Problem: Each record must appear in the answer exactly as given.

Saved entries
···
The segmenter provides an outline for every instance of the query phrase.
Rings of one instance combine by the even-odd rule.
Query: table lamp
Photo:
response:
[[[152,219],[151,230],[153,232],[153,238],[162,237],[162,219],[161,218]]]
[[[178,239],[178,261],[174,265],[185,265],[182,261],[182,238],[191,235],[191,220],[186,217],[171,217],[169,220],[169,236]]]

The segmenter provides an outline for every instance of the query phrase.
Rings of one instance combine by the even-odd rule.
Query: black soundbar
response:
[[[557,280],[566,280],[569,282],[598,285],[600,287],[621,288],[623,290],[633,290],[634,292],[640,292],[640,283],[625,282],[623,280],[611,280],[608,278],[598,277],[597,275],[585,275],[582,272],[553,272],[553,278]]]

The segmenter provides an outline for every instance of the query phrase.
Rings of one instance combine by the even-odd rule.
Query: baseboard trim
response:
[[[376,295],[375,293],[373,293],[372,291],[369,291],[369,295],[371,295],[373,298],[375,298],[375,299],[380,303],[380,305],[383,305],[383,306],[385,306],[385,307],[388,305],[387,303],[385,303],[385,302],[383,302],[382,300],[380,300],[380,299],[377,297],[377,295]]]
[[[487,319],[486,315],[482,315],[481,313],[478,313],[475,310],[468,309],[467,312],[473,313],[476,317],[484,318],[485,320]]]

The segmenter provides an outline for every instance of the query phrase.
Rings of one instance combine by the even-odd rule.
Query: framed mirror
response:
···
Worked solution:
The segmenter provides an outline for every instance of the query phrase.
Rings of one instance combine by the even-odd rule.
Query: table lamp
Photo:
response:
[[[152,219],[151,230],[153,232],[153,238],[162,237],[162,219],[161,218]]]
[[[178,239],[178,261],[174,265],[185,265],[182,261],[182,238],[191,235],[191,220],[186,217],[171,217],[169,220],[169,236]]]

The segmenter provides an outline for every instance of the query phrase.
Rings of one instance combine by the even-odd rule.
Query: black soundbar
response:
[[[557,280],[566,280],[569,282],[598,285],[600,287],[621,288],[623,290],[633,290],[634,292],[640,292],[640,283],[625,282],[623,280],[611,280],[608,278],[598,277],[597,275],[585,275],[582,272],[553,272],[553,278]]]

The segmenter provides an outline for every instance of the query phrase.
Rings of one instance combine by the even-odd rule.
Query: baseboard trim
response:
[[[376,295],[375,293],[373,293],[372,291],[369,291],[369,295],[371,295],[373,298],[375,298],[375,299],[380,303],[380,305],[383,305],[383,306],[385,306],[385,307],[388,305],[387,303],[385,303],[385,302],[383,302],[382,300],[380,300],[380,299],[377,297],[377,295]]]
[[[487,319],[486,315],[482,315],[481,313],[478,313],[475,310],[468,309],[467,312],[473,313],[476,317],[484,318],[485,320]]]

The segmenter provides an outline for every instance of the query phrase.
Rings of one instance combine by the even-odd rule.
Query: framed mirror
response:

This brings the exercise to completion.